Reproduce every line of the records from the line containing "point: black puffy" through the end of the records, requests included. Offset each x and y coordinate in the answers by adding 45.

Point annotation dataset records
- - - - -

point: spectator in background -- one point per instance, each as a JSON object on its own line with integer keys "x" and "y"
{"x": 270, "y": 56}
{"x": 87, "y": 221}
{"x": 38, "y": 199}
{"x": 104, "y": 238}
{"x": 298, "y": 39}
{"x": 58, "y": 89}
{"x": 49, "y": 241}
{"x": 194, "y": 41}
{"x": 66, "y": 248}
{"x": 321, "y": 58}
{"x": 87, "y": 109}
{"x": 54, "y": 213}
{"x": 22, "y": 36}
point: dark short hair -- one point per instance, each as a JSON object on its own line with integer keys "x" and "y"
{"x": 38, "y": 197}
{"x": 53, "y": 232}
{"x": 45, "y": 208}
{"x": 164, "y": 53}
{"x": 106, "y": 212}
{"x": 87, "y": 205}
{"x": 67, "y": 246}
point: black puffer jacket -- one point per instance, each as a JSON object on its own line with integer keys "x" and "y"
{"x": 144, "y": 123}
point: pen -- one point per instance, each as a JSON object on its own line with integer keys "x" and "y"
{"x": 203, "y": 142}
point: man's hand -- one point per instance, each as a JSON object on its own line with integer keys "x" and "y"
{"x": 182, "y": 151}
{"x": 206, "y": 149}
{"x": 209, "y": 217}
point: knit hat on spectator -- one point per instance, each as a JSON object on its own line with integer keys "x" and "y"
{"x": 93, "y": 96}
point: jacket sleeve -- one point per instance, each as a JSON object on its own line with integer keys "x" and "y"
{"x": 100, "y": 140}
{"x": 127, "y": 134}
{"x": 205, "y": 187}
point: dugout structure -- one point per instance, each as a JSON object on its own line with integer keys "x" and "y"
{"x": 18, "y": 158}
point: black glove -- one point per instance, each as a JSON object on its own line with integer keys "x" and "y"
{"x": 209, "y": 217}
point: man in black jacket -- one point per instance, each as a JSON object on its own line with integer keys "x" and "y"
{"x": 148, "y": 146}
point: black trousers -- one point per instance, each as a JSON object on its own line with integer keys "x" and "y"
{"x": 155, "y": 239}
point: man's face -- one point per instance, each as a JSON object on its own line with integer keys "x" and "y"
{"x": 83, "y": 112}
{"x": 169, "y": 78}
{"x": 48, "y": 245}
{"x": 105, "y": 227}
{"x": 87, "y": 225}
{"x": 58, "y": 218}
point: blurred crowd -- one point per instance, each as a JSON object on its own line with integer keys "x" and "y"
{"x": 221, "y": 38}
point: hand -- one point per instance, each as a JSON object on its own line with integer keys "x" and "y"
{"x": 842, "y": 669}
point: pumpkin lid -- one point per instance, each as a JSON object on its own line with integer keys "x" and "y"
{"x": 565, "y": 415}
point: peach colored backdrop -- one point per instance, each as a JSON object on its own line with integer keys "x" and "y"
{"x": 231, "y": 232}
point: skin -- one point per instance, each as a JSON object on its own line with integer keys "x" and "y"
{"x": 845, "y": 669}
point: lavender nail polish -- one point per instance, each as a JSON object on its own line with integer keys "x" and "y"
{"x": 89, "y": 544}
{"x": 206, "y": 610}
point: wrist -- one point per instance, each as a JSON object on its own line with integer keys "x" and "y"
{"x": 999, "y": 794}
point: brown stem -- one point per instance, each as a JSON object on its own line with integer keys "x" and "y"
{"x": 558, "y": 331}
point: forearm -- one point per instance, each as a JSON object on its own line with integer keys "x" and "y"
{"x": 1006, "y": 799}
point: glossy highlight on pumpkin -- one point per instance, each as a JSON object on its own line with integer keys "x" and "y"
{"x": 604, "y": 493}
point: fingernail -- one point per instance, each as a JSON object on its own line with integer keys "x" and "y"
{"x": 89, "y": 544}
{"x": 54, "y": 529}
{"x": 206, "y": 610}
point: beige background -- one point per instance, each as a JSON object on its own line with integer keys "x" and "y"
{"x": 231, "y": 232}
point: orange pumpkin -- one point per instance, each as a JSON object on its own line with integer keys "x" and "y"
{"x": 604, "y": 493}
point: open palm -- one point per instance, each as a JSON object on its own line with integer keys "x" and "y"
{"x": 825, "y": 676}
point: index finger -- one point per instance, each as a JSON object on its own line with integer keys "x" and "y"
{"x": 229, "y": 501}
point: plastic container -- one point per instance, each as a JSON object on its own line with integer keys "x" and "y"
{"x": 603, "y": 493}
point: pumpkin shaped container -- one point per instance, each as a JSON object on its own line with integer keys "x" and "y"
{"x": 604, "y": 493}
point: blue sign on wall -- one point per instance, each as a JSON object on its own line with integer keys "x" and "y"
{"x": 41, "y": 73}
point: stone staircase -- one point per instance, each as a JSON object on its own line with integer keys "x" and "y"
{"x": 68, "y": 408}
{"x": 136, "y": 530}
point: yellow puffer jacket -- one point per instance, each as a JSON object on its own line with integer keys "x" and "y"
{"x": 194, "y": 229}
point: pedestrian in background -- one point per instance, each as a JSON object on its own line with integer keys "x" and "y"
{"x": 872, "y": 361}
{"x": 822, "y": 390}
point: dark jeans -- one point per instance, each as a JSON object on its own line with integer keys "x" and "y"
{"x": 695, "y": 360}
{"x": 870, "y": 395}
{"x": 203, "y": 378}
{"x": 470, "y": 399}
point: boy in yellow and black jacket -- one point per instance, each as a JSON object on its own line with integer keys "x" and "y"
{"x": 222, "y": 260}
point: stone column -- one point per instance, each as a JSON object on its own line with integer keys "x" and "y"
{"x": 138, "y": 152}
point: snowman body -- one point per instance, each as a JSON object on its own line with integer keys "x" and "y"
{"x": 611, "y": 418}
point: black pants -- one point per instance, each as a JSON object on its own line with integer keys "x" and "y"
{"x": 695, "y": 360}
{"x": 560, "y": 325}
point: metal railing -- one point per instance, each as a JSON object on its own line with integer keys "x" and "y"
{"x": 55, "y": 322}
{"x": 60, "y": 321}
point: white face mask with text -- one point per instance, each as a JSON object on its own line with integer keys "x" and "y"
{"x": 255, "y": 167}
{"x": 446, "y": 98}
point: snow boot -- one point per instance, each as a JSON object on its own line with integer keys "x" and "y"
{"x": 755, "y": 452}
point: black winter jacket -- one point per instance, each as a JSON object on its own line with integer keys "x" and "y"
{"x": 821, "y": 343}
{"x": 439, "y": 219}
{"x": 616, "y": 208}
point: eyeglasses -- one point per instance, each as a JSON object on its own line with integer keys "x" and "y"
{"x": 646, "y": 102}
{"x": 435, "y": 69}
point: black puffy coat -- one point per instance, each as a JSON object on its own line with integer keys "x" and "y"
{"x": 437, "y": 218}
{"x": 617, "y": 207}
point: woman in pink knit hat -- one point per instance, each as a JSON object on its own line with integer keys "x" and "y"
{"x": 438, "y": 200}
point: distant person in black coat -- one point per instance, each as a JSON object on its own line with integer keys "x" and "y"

- - - - -

### Correct answer
point: black puffy coat -- one point per instance, each as a JSON object on its own line with integer keys "x" and "y"
{"x": 482, "y": 263}
{"x": 662, "y": 252}
point: woman in pink knit hat -- one point per instance, each as a JSON object on its own line with integer keys "x" and "y"
{"x": 483, "y": 245}
point: distant person in black coat -- one point per instance, each as a JSON object on its own line with integer keys "x" and "y"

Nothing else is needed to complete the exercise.